Short task ▸
Repeat each entry in full, exactly.

Data ▸
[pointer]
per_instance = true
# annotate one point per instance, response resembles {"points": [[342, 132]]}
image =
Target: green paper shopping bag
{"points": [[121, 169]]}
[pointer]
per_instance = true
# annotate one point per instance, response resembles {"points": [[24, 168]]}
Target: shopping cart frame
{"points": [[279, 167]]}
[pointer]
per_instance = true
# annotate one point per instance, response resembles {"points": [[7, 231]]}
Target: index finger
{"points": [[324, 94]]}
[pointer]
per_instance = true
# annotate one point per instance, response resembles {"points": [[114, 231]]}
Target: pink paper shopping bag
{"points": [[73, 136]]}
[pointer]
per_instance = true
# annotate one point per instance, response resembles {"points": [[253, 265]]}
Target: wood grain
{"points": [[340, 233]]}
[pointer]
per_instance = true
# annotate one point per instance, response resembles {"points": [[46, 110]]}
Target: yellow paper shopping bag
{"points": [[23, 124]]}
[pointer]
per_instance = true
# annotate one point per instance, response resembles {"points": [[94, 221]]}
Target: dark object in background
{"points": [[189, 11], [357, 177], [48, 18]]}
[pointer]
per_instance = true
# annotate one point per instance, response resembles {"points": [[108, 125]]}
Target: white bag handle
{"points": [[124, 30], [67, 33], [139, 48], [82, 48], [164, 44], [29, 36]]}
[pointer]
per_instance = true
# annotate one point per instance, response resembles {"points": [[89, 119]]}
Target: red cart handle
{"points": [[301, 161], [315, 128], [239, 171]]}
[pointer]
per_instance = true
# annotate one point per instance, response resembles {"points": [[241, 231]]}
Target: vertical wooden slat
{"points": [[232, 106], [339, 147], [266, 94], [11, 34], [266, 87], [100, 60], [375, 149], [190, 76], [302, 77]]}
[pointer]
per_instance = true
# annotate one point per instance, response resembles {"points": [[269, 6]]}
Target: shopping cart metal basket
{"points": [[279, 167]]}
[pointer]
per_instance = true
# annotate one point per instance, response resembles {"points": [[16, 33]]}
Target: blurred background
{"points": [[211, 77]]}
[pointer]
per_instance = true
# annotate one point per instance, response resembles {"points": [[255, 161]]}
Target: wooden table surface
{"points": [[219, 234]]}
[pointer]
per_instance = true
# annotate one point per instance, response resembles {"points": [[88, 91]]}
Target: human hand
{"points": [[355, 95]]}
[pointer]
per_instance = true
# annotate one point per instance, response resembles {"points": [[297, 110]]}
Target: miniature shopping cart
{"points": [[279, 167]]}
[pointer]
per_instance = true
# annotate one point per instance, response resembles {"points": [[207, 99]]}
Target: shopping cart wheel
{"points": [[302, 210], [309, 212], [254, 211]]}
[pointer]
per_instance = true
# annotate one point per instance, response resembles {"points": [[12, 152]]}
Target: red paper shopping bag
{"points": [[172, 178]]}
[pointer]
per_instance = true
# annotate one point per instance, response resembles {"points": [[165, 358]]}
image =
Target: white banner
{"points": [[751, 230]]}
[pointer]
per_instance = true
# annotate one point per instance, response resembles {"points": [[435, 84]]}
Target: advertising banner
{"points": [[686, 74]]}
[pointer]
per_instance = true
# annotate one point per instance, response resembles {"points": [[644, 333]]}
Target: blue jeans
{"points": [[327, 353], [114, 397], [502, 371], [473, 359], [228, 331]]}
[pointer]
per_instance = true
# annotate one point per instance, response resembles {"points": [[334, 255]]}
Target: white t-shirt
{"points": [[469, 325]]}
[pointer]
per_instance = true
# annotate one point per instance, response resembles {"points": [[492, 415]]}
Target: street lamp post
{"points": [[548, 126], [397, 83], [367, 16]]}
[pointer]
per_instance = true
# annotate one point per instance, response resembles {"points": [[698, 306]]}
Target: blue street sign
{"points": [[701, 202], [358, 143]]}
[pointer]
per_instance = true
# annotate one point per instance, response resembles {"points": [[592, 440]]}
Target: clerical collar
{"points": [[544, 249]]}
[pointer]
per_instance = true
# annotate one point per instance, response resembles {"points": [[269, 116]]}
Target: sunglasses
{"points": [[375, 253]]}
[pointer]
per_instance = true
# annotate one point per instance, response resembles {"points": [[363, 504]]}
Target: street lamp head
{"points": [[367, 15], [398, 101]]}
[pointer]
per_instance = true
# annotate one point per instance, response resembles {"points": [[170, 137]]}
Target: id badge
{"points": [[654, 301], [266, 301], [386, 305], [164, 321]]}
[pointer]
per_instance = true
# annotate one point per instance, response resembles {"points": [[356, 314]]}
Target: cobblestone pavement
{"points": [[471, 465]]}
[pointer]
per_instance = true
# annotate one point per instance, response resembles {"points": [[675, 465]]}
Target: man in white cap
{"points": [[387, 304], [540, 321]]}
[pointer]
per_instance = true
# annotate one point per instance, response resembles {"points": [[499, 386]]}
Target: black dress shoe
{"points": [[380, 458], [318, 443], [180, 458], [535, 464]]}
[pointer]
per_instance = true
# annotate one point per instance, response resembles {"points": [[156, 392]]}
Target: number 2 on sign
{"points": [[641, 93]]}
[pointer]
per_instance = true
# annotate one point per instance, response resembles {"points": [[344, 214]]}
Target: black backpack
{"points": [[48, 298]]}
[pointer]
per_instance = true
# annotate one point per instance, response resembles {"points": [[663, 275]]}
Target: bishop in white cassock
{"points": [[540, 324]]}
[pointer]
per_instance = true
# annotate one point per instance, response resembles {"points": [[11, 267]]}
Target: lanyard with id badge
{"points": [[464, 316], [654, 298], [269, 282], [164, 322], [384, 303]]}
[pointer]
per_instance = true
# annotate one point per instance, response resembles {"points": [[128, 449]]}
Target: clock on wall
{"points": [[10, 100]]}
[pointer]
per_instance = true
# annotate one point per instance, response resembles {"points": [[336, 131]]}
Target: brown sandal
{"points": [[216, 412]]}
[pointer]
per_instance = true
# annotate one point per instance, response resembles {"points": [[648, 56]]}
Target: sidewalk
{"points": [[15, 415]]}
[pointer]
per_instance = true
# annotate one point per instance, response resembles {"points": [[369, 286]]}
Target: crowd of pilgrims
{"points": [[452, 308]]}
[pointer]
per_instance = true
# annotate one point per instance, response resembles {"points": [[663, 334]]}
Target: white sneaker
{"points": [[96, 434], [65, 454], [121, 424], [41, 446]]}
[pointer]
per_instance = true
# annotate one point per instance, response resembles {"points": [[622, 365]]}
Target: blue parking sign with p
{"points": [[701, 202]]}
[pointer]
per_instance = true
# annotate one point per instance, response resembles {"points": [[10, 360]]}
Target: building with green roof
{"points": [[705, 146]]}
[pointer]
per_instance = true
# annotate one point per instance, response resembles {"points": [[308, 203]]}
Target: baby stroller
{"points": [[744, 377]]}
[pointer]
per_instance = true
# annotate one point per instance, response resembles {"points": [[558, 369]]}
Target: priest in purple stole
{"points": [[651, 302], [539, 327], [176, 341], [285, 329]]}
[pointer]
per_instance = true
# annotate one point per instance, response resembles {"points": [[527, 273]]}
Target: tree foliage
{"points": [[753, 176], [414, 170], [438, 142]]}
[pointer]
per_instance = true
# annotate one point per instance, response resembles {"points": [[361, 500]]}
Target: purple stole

The solution ▸
[pointer]
per_instance = true
# annotate one point per instance, response resembles {"points": [[342, 132]]}
image =
Target: green paper shopping bag
{"points": [[121, 169]]}
[pointer]
per_instance = true
# annotate one point per instance, response resembles {"points": [[24, 168]]}
Target: shopping cart frame
{"points": [[279, 167]]}
[pointer]
per_instance = true
# annotate one point per instance, response resembles {"points": [[7, 231]]}
Target: index finger
{"points": [[324, 94]]}
[pointer]
per_instance = true
# annotate one point per instance, response resembles {"points": [[114, 231]]}
Target: pink paper shopping bag
{"points": [[73, 136]]}
[pointer]
per_instance = true
# annotate one point per instance, response resembles {"points": [[253, 265]]}
Target: wood grain
{"points": [[340, 233]]}
[pointer]
per_instance = true
# annotate one point per instance, response resembles {"points": [[46, 110]]}
Target: yellow paper shopping bag
{"points": [[23, 124]]}
[pointer]
per_instance = true
# annotate one point per instance, response resembles {"points": [[94, 221]]}
Target: dark object in background
{"points": [[189, 11], [357, 177], [48, 18]]}
[pointer]
per_instance = true
# annotate one point per instance, response resembles {"points": [[108, 125]]}
Target: white bag handle
{"points": [[124, 30], [67, 33], [139, 48], [82, 48], [164, 44], [29, 36]]}
[pointer]
per_instance = true
# annotate one point per instance, response resembles {"points": [[89, 119]]}
Target: red cart handle
{"points": [[301, 161], [315, 128], [239, 171]]}
[pointer]
per_instance = true
# annotate one point per instance, response resembles {"points": [[241, 231]]}
Target: vertical wooden slat
{"points": [[232, 106], [339, 147], [266, 94], [11, 34], [266, 87], [100, 60], [375, 149], [190, 76], [302, 77]]}
[pointer]
per_instance = true
# annotate one point per instance, response resembles {"points": [[269, 6]]}
Target: shopping cart metal basket
{"points": [[279, 167]]}
[pointer]
per_instance = true
# annotate one point per instance, response resembles {"points": [[16, 33]]}
Target: blurred background
{"points": [[211, 77]]}
[pointer]
per_instance = true
# annotate one point per instance, response resembles {"points": [[255, 161]]}
Target: wooden table surface
{"points": [[219, 234]]}
[pointer]
per_instance = true
# annotate one point per instance, response resembles {"points": [[88, 91]]}
Target: human hand
{"points": [[355, 95]]}
[pointer]
per_instance = true
# annotate one point per instance, response resembles {"points": [[297, 110]]}
Target: miniature shopping cart
{"points": [[279, 167]]}
[pointer]
per_instance = true
# annotate one point per instance, response resembles {"points": [[207, 99]]}
Target: shopping cart wheel
{"points": [[302, 210], [309, 212], [254, 211]]}
[pointer]
per_instance = true
# annotate one point per instance, response resembles {"points": [[12, 152]]}
Target: red paper shopping bag
{"points": [[172, 178]]}
[pointer]
per_instance = true
# annotate one point per instance, response resembles {"points": [[165, 358]]}
image =
Target: white banner
{"points": [[751, 230]]}
[pointer]
per_instance = true
# annotate one point per instance, response resembles {"points": [[435, 84]]}
Target: advertising banner
{"points": [[686, 74]]}
[pointer]
per_instance = true
# annotate one point per instance, response resembles {"points": [[644, 333]]}
Target: blue jeans
{"points": [[327, 353], [114, 397], [502, 371], [473, 359], [228, 331]]}
[pointer]
per_instance = true
# annotate one point per instance, response resembles {"points": [[334, 255]]}
Target: white t-shirt
{"points": [[469, 325]]}
[pointer]
per_instance = true
# annotate one point per instance, response resembles {"points": [[492, 415]]}
Target: street lamp post
{"points": [[548, 126], [397, 83], [367, 16]]}
[pointer]
per_instance = true
# annotate one point per instance, response resembles {"points": [[698, 306]]}
Target: blue street sign
{"points": [[701, 202], [358, 143]]}
[pointer]
per_instance = true
# annotate one point per instance, response resembles {"points": [[592, 440]]}
Target: clerical collar
{"points": [[544, 249]]}
[pointer]
per_instance = true
# annotate one point per instance, response resembles {"points": [[269, 116]]}
Target: sunglasses
{"points": [[375, 253]]}
[pointer]
per_instance = true
# annotate one point per instance, response resembles {"points": [[363, 504]]}
Target: street lamp head
{"points": [[367, 15], [398, 101]]}
[pointer]
per_instance = true
# annotate one point per instance, response resembles {"points": [[170, 137]]}
Target: id badge
{"points": [[654, 301], [266, 301], [386, 305], [164, 321]]}
[pointer]
per_instance = true
# annotate one point per instance, response resembles {"points": [[356, 314]]}
Target: cobblestone pavement
{"points": [[471, 465]]}
[pointer]
per_instance = true
# annotate one point per instance, response resembles {"points": [[675, 465]]}
Target: man in white cap
{"points": [[387, 304], [540, 321]]}
[pointer]
per_instance = true
# annotate one point per instance, response resembles {"points": [[499, 386]]}
Target: black dress shoe
{"points": [[380, 458], [318, 443], [180, 458], [535, 464]]}
[pointer]
per_instance = true
# annotate one point per instance, response resembles {"points": [[156, 392]]}
Target: number 2 on sign
{"points": [[641, 93]]}
[pointer]
per_instance = true
# annotate one point per instance, response resembles {"points": [[344, 214]]}
Target: black backpack
{"points": [[48, 298]]}
[pointer]
per_instance = true
# annotate one point per instance, response resembles {"points": [[663, 275]]}
Target: bishop in white cassock
{"points": [[540, 324]]}
[pointer]
per_instance = true
# annotate one point per instance, response resembles {"points": [[11, 267]]}
Target: lanyard with id badge
{"points": [[464, 316], [654, 298], [269, 282], [164, 322], [384, 303]]}
[pointer]
per_instance = true
# annotate one point per instance, response resembles {"points": [[128, 449]]}
Target: clock on wall
{"points": [[10, 100]]}
[pointer]
per_instance = true
# annotate one point per instance, response resembles {"points": [[336, 131]]}
Target: brown sandal
{"points": [[216, 412]]}
[pointer]
per_instance = true
# annotate one point per instance, response resembles {"points": [[648, 56]]}
Target: sidewalk
{"points": [[15, 415]]}
[pointer]
per_instance = true
# annotate one point per instance, response resembles {"points": [[369, 286]]}
Target: crowd of pilgrims
{"points": [[452, 308]]}
[pointer]
per_instance = true
# annotate one point per instance, response resembles {"points": [[663, 334]]}
Target: white sneaker
{"points": [[96, 434], [65, 454], [121, 424], [41, 446]]}
[pointer]
per_instance = true
# annotate one point per instance, response resembles {"points": [[622, 365]]}
Target: blue parking sign with p
{"points": [[701, 202]]}
[pointer]
per_instance = true
# annotate one point per instance, response resembles {"points": [[10, 360]]}
Target: building with green roof
{"points": [[705, 146]]}
[pointer]
per_instance = true
# annotate one point per instance, response resembles {"points": [[308, 203]]}
Target: baby stroller
{"points": [[744, 377]]}
[pointer]
per_instance = true
# annotate one point per instance, response resembles {"points": [[558, 369]]}
Target: priest in purple stole
{"points": [[651, 302], [539, 327], [176, 341], [285, 329]]}
[pointer]
per_instance = true
# annotate one point per instance, response resembles {"points": [[527, 273]]}
Target: tree foliage
{"points": [[753, 176], [414, 170], [438, 142]]}
[pointer]
per_instance = true
# annotate one point per instance, response resembles {"points": [[361, 500]]}
Target: purple stole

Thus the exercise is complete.